Rewrite the passage of the faculty profile below from "Assistant Professor Chen" up to and including "an Assistant Professor.", replacing "neutrophil" with "macrophage".

═════ Selected text

Asst Prof Chen Kaiwen


Asst Prof Chen Kaiwen
Assistant Professor
Department of Microbiology and Immunology
Tel: 6601 3848


Assistant Professor Chen Kaiwen obtained his PhD in Immunology in 2015 from the University of Queensland for his work on neutrophil inflammasomes. Subsequently, with the support a Marie Skłodowska-Curie Actions Incoming Postdoctoral Fellowship and a Swiss Government Excellence Fellowship (ESKAS), Kaiwen relocated to The University of Lausanne, Switzerland where he gained further expertise on cell death and inflammation. In 2020, Kaiwen is recruited to the Department of Microbiology and Immunology at NUS as an Assistant Professor.

What are your present research interests?

We are interested in understanding the complex cross talk between cell death and innate immune signalling, with the aim of rewiring cell death pathways to treat infectious diseases and inflammatory disorders.

What do you see as your future research directions?

══════════
═════ Data for review

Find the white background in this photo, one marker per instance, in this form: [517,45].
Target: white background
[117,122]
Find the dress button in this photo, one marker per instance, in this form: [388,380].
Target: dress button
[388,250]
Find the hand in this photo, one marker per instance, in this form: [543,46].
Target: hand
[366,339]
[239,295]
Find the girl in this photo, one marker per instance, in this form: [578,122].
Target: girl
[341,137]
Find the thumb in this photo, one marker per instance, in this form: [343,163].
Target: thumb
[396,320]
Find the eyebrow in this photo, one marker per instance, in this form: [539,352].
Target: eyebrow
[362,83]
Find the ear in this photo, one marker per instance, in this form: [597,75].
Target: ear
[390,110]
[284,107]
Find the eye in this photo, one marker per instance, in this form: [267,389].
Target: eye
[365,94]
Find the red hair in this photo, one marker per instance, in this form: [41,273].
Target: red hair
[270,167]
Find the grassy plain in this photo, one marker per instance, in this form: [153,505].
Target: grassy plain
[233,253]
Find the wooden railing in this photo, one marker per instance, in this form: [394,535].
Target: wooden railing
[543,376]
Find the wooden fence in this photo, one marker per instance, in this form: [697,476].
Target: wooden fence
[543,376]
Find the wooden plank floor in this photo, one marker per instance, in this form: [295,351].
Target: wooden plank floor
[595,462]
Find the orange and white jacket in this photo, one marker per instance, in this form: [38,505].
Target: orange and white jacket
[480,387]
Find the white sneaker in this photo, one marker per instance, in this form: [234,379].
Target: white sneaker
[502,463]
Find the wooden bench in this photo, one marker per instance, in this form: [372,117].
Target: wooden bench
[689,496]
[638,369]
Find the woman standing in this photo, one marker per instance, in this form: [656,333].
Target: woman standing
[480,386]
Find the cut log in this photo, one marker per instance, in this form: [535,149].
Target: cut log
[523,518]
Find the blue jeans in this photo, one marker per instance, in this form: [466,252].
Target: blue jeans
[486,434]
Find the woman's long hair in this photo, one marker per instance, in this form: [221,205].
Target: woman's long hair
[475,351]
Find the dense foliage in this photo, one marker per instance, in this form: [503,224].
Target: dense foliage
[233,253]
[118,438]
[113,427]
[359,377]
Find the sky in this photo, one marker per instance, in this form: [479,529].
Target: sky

══════════

» **Solution to this exercise**
Assistant Professor Chen Kaiwen obtained his PhD in Immunology in 2015 from the University of Queensland for his work on macrophage inflammasomes. Subsequently, with the support a Marie Skłodowska-Curie Actions Incoming Postdoctoral Fellowship and a Swiss Government Excellence Fellowship (ESKAS), Kaiwen relocated to The University of Lausanne, Switzerland where he gained further expertise on cell death and inflammation. In 2020, Kaiwen is recruited to the Department of Microbiology and Immunology at NUS as an Assistant Professor.